(TASK INSTRUCTIONS) Reproduce the lines below word for word, keeping every number, comma, and line break unchanged.
+++
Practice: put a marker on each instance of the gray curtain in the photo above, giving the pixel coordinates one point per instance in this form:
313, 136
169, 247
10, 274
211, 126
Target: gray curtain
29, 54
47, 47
+++
(IN RESPONSE)
Practice: put a marker on each instance of the gray curtain in the photo above, giving the pixel coordinates one point per instance in this form:
313, 136
169, 247
10, 274
211, 126
Target: gray curtain
29, 54
47, 47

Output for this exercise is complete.